- _To do_
Answer these questions from the excerpt on component units:
1. What is used to decide whether a potential component unit's relationship with the primary government warrants inclusion?
2. How many of the listed abilities must exist to show that the primary government can impose its will on an organization?
3. What distinction should be made when assessing other conditions that indicate the imposition of will?

- _Excerpted passage_
<<<<

7. Other organizations should be evaluated as potential component units if they are closely related to or financially integrated with the primary government and included as component units if the nature and significance of their relationship with the primary governments is such that exclusion from the financial reporting entity would render the financial statements incomplete or misleading. It is a matter of professional judgment to determine whether the nature and the significance of a potential component unit’s relationship with the primary government warrant inclusion.
8. A primary government has the ability to impose its will on an organization if it can significantly influence the programs, projects, activities, or level of services performed or provided by the organization. The existence of any one of the following abilities indicates that the primary government has the ability to impose its will on an organization:
a. Ability to remove the appointed members of the organization’s governing body at will.
b. Ability to modify or approve the budget of the organization.
c. Ability to modify or approve the rate or fee changes affective revenues, such as water usage rate increases.
d. Ability to veto, overrule, or modify the decisions (other than those in b and c) of the organization’s governing body.
e. Ability to appoint, hire, reassign, or dismiss those persons responsible for the day-to-day operations (management) of the organization.
There may be other conditions indicating the imposition of will. When assessing them, remember to make the distinction between substantive and ministerial approvals.

>>>>

- _Items from a dataset_
<<<<

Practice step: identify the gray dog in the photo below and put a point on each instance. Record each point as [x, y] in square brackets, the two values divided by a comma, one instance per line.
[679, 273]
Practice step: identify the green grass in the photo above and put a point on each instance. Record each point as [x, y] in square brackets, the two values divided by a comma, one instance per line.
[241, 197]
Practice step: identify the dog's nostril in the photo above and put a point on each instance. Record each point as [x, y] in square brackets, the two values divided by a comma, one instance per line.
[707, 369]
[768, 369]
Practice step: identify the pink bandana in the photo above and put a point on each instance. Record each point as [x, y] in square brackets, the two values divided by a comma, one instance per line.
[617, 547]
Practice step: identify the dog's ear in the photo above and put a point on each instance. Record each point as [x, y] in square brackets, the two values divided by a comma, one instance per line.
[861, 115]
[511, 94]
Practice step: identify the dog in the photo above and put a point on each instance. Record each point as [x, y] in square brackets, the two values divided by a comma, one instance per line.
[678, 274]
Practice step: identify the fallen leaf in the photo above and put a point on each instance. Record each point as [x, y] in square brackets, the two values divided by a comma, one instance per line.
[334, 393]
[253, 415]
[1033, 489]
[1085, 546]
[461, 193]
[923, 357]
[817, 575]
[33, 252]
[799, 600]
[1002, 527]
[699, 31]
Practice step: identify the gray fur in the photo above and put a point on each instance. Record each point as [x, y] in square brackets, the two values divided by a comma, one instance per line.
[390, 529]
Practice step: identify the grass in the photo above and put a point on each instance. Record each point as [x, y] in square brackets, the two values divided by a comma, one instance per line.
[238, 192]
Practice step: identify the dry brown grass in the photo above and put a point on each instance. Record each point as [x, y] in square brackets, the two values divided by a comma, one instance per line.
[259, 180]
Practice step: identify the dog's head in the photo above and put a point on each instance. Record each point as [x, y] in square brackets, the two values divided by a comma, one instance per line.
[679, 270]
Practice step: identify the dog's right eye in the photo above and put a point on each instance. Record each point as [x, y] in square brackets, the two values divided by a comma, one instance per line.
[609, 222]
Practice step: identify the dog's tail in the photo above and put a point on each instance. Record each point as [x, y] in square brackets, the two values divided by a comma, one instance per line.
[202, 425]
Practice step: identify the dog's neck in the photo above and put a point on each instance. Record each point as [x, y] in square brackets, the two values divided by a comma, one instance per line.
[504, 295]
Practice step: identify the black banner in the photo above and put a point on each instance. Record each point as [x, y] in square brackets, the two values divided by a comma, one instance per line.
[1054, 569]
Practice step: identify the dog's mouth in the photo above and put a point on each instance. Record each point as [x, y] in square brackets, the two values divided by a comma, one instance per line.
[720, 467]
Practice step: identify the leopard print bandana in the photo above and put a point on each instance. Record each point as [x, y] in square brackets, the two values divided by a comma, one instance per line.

>>>>

- _Written answer_
1. Professional judgment.
2. Any one of them.
3. The distinction between substantive and ministerial approvals.